### Brief
Copy the records below, swapping each "dried red flesh" for "dried red fruit" and leaving everything else as it is.

### Exercise material
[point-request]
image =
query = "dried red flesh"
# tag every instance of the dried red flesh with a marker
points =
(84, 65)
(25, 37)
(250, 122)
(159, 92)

### Final answer
[point-request]
image =
query = "dried red fruit"
# tag every instance of the dried red fruit with a marker
points =
(84, 65)
(25, 37)
(250, 122)
(159, 92)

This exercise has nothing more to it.